(Location identification entries)
□ □ □ □

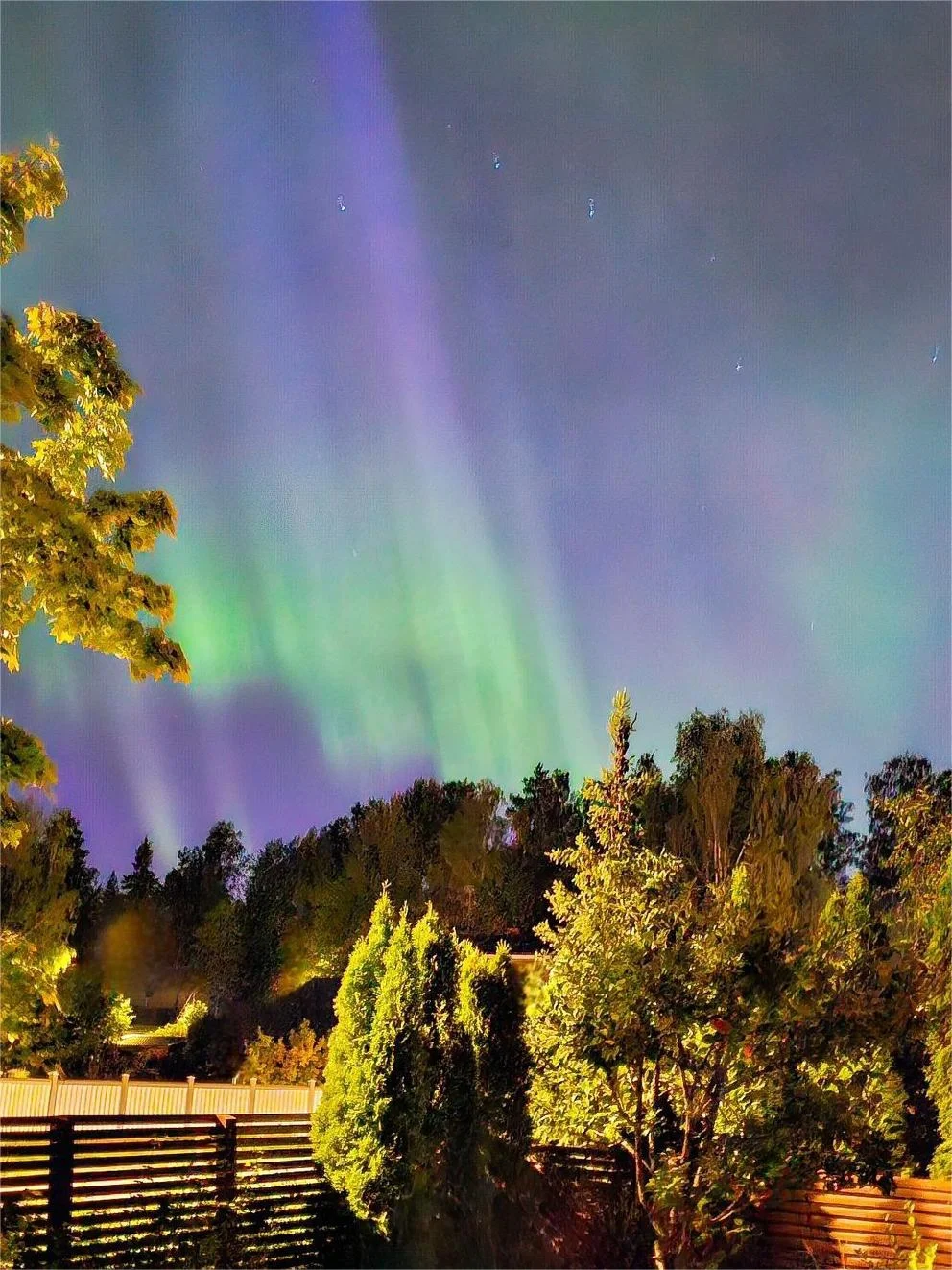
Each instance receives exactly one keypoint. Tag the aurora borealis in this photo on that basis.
(459, 461)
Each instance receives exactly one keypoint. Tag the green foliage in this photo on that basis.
(541, 819)
(38, 919)
(90, 1020)
(200, 896)
(66, 554)
(188, 1018)
(298, 1061)
(142, 885)
(23, 762)
(34, 184)
(919, 826)
(707, 1009)
(423, 1108)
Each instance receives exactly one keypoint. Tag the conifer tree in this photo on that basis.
(423, 1109)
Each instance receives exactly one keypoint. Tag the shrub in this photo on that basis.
(298, 1061)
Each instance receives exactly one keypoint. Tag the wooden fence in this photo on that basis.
(861, 1227)
(55, 1096)
(858, 1227)
(168, 1190)
(244, 1190)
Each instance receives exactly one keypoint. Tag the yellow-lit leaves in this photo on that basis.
(34, 184)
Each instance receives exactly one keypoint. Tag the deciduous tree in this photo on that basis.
(69, 554)
(710, 1007)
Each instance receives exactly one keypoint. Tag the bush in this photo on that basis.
(298, 1061)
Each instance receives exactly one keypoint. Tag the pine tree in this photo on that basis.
(141, 885)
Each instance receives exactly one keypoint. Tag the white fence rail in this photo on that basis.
(55, 1096)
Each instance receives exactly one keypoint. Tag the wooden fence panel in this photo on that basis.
(55, 1096)
(157, 1190)
(861, 1227)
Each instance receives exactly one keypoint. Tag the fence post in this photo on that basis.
(227, 1160)
(60, 1195)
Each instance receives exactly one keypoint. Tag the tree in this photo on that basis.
(23, 762)
(267, 912)
(920, 864)
(82, 877)
(142, 885)
(67, 554)
(905, 774)
(301, 1058)
(708, 1007)
(542, 819)
(38, 915)
(423, 1105)
(205, 879)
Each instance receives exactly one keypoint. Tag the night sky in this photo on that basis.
(459, 461)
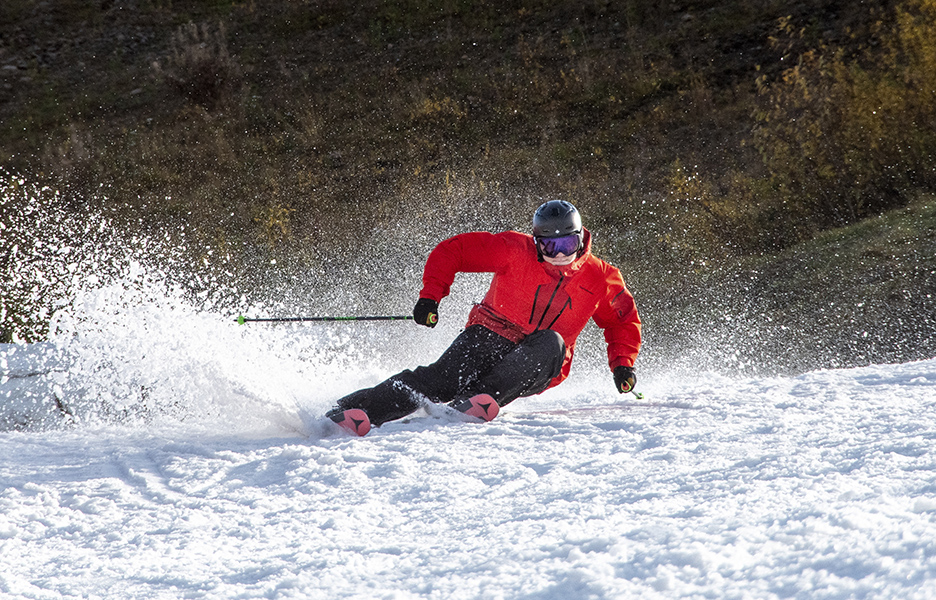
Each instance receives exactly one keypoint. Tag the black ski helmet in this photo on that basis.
(557, 218)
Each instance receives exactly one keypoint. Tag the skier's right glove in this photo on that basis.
(624, 379)
(426, 312)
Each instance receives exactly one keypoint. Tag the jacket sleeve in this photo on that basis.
(617, 316)
(474, 252)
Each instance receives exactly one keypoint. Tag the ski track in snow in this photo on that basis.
(816, 486)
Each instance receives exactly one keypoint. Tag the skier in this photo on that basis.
(520, 340)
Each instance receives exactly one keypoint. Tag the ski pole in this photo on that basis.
(241, 319)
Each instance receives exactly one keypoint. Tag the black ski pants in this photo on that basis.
(479, 361)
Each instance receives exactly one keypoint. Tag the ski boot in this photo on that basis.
(481, 406)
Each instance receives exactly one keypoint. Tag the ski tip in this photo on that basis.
(353, 420)
(482, 406)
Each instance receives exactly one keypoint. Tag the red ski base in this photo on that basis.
(482, 406)
(353, 420)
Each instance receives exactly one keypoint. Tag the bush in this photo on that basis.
(847, 137)
(199, 66)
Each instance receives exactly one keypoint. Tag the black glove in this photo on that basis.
(426, 312)
(625, 379)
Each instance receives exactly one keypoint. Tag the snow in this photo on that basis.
(815, 486)
(153, 448)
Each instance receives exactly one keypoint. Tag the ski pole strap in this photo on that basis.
(242, 319)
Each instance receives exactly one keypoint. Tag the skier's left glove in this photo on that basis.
(624, 379)
(426, 312)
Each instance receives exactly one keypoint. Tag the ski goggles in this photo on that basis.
(553, 247)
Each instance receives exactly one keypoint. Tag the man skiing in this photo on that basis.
(520, 339)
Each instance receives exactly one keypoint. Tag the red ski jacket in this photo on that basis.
(528, 294)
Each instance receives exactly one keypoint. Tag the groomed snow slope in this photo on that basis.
(816, 486)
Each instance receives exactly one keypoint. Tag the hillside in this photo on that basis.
(694, 135)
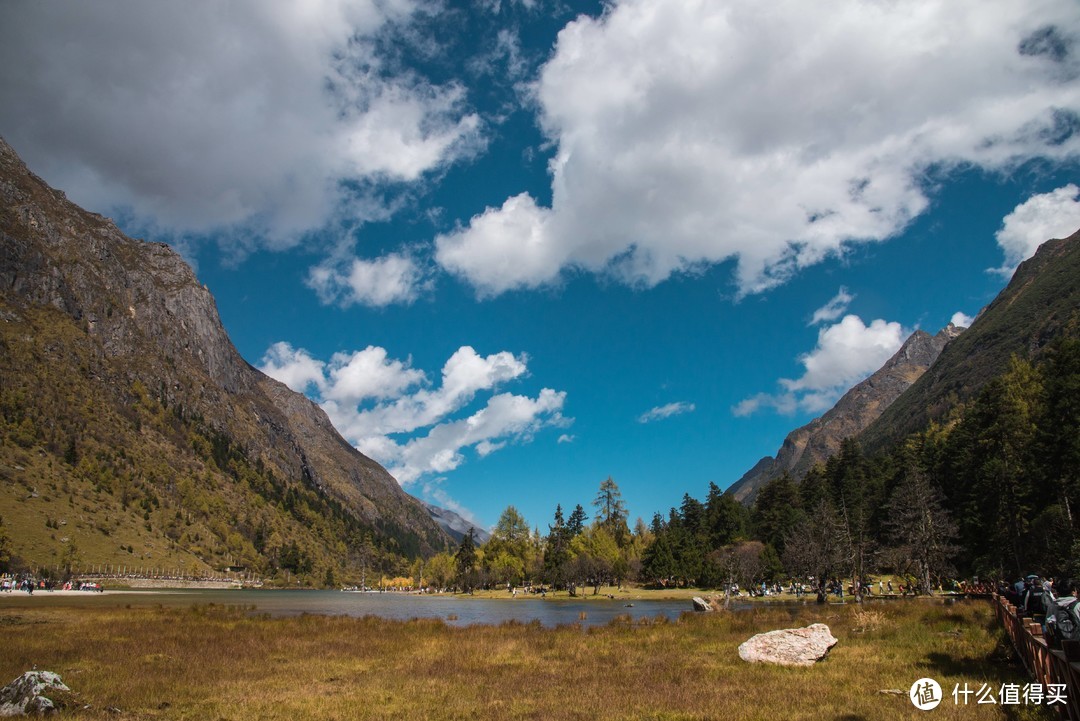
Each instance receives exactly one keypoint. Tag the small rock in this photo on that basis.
(24, 695)
(790, 647)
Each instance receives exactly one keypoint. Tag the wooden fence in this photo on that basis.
(1044, 664)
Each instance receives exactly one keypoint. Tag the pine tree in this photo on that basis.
(576, 524)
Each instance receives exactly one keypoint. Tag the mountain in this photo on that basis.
(815, 441)
(132, 432)
(1041, 302)
(455, 525)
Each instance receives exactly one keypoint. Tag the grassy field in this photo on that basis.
(220, 663)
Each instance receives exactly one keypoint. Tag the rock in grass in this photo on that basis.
(790, 647)
(24, 695)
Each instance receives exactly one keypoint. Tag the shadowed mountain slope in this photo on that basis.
(133, 431)
(815, 441)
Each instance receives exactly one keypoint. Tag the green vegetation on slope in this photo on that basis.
(96, 470)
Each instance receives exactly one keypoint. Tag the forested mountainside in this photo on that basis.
(819, 439)
(133, 434)
(1040, 303)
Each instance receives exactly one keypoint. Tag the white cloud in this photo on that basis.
(237, 118)
(370, 398)
(1038, 219)
(846, 354)
(772, 133)
(295, 368)
(368, 373)
(961, 320)
(433, 490)
(505, 416)
(667, 410)
(392, 279)
(833, 309)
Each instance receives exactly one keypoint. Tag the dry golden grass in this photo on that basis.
(219, 663)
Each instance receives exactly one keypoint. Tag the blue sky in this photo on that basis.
(517, 246)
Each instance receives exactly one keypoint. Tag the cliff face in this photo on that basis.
(1040, 303)
(815, 441)
(135, 323)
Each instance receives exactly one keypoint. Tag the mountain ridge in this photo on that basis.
(1040, 302)
(135, 330)
(817, 440)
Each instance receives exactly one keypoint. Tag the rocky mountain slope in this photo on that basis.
(815, 441)
(133, 431)
(1041, 302)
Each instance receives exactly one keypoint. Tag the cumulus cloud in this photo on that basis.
(390, 411)
(961, 320)
(667, 410)
(774, 134)
(846, 354)
(1038, 219)
(240, 118)
(393, 279)
(293, 367)
(833, 309)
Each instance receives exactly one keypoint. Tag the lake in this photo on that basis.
(453, 610)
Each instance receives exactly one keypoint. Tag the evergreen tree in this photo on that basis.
(576, 524)
(557, 551)
(777, 512)
(725, 517)
(4, 547)
(1004, 419)
(611, 509)
(466, 559)
(920, 528)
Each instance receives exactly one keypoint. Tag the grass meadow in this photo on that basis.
(216, 663)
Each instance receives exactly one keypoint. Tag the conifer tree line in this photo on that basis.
(991, 490)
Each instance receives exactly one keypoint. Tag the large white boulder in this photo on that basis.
(790, 647)
(24, 695)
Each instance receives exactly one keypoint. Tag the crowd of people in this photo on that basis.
(1052, 603)
(28, 584)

□ □ □ □

* [Stated problem]:
Each entry above should be reproduced exactly, with the pictures removed.

* [Solution to this task]:
Each instance receives exactly one keypoint. Tag the aurora borealis in this photo on that basis.
(459, 461)
Each instance receives exactly one keypoint. Tag the green foliage in this photo on that basis.
(541, 819)
(38, 919)
(90, 1020)
(200, 896)
(66, 554)
(188, 1018)
(298, 1061)
(142, 885)
(23, 762)
(34, 184)
(919, 826)
(707, 1009)
(423, 1108)
Each instance receives exactly one keypoint. Tag the conifer tree in this photo on that basis.
(423, 1109)
Each instance receives exactly one keypoint. Tag the shrub in this photo on that basis.
(298, 1061)
Each instance receives exactly one keypoint. Tag the wooden fence in this photo on that basis.
(861, 1227)
(55, 1096)
(858, 1227)
(168, 1190)
(244, 1190)
Each instance receives exactly one keypoint. Tag the yellow-lit leaves in this photo on that basis.
(34, 184)
Each instance receives exactly one keypoint. Tag the deciduous tree in this photo on that basis.
(69, 554)
(710, 1007)
Each instance receives exactly one keypoint. Tag the bush in this photo on that basis.
(298, 1061)
Each instance receives exactly one keypoint. Tag the pine tree in this photo on that basis.
(141, 885)
Each instance receives exactly one keypoint. Tag the white fence rail in this photo on that basis.
(55, 1096)
Each instance receives exactly one keypoint. Tag the wooden fence panel in this photo on that basis.
(55, 1096)
(157, 1190)
(861, 1227)
Each instance receives exactly one keypoint. Tag the fence post in this photo on that basis.
(227, 1160)
(60, 1195)
Each instance receives exactly one keypoint. Tag the tree in this photo on that basis.
(23, 762)
(267, 912)
(920, 864)
(82, 877)
(142, 885)
(67, 554)
(905, 774)
(301, 1058)
(708, 1007)
(542, 819)
(38, 915)
(423, 1105)
(205, 879)
Each instance receives exactly one keypoint. Tag the night sky in this photo on that basis.
(459, 461)
Each instance receives exactly one keypoint. Tag the black ski helmet in this photo on that basis.
(557, 218)
Each instance receives exactly one keypoint. Tag the skier's right glove in this photo on that basis.
(624, 379)
(426, 312)
Each instance receives exactly one keypoint. Tag the jacket sleeve in this photo on that basis.
(617, 316)
(474, 252)
Each instance receives exactly one keypoint. Tag the ski track in snow in this photo on that basis.
(816, 486)
Each instance receives exactly one keypoint. Tag the skier in this photo on that basis.
(520, 340)
Each instance receives exactly one keypoint. Tag the ski pole in this photo on that basis.
(241, 319)
Each instance receives exactly one keypoint. Tag the black ski pants in this photo on that basis.
(479, 361)
Each instance receives exactly one keypoint. Tag the ski boot in this photo on that basis.
(481, 406)
Each instance receives exactly one keypoint. Tag the ski tip in this photo on that basis.
(353, 420)
(482, 406)
Each instance receives exactly one keypoint. Tag the red ski base in this photo on that basis.
(482, 406)
(353, 420)
Each instance receives exactly one keypoint. Tag the bush in this photo on that basis.
(847, 137)
(199, 66)
Each instance receives exactly one keypoint. Tag the black glove in this photo on that basis.
(426, 312)
(625, 379)
Each instance receives exactly one keypoint. Tag the snow in this photo on that basis.
(815, 486)
(153, 448)
Each instance receives exactly one keypoint. Tag the ski pole strap in this photo on that basis.
(242, 319)
Each instance receives exactly one keypoint. Tag the skier's left glove in this photo on that basis.
(624, 379)
(426, 312)
Each instance receives exactly one keypoint. Tag the ski goggles in this photo on that basis.
(553, 247)
Each instance receives exactly one keypoint. Tag the man skiing in this photo on that basis.
(520, 339)
Each instance receives exactly one keypoint. Tag the red ski jacket in this photo on that basis.
(528, 294)
Each instance receives exactly one keypoint. Tag the groomed snow slope in this photo on that basis.
(816, 486)
Each instance receives exactly one keypoint. Tag the hillside in this photo on that basis.
(694, 135)
Each instance receives exactly one keypoint. Tag the small rock in this photo on that basis.
(24, 695)
(790, 647)
Each instance receives exactly one keypoint. Tag the wooden fence in this photo on that basis.
(1044, 664)
Each instance receives exactly one keypoint. Tag the pine tree in this photo on that basis.
(576, 524)
Each instance receives exactly one keypoint. Tag the mountain in this photo on that basis.
(815, 441)
(132, 432)
(1041, 302)
(455, 525)
Each instance receives exactly one keypoint. Tag the grassy field in this photo on that basis.
(220, 663)
Each instance receives exactly one keypoint. Tag the rock in grass in this photo on that basis.
(790, 647)
(24, 695)
Each instance receives exactly one keypoint. Tag the shadowed mountain slope in this photo on that basis.
(133, 431)
(815, 441)
Each instance receives exactly one keypoint. Tag the green vegetation on slope in this photo on that basis.
(96, 470)
Each instance receives exactly one keypoint. Tag the forested mountainside in this photo on that basis.
(819, 439)
(133, 434)
(1040, 303)
Each instance receives exactly one keypoint. Tag the white cloud in this photo on that basis.
(237, 118)
(370, 398)
(1038, 219)
(846, 354)
(772, 133)
(295, 368)
(368, 373)
(961, 320)
(433, 490)
(505, 416)
(667, 410)
(392, 279)
(833, 309)
Each instance receives exactly one keypoint. Tag the dry golden grass in this photo on that basis.
(219, 663)
Each instance receives exactly one keypoint. Tag the blue sky in this photo on that basis.
(517, 246)
Each instance receives exactly one keypoint. Tag the cliff face in this photo on that basis.
(1040, 303)
(815, 441)
(135, 323)
Each instance receives exactly one keypoint. Tag the mountain ridge in this photo on that basis.
(1040, 302)
(135, 330)
(817, 440)
Each instance receives exactly one keypoint. Tag the rocky mountain slope in this photo on that basis.
(815, 441)
(133, 431)
(1041, 302)
Each instance receives exactly one keypoint. Tag the cumulus cloud in this photo on that basis.
(390, 411)
(961, 320)
(667, 410)
(774, 134)
(846, 354)
(1038, 219)
(240, 118)
(393, 279)
(293, 367)
(833, 309)
Each instance receives exactly one keypoint. Tag the lake in this photo on that basis.
(453, 610)
Each instance receives exactly one keypoint. Tag the evergreen tree in this photo on that basis.
(576, 524)
(557, 551)
(777, 512)
(725, 517)
(4, 547)
(1004, 419)
(611, 509)
(466, 559)
(920, 528)
Each instance receives exactly one keypoint. Tag the grass meadow in this photo on that basis.
(216, 663)
Each instance receives exactly one keypoint. Tag the conifer tree line in this photo on that basis.
(991, 490)
Each instance receives exactly one keypoint. Tag the large white boulder in this photo on that basis.
(790, 647)
(24, 695)
Each instance receives exactly one keypoint. Tag the crowd of people in this photo on that basis.
(1052, 603)
(28, 584)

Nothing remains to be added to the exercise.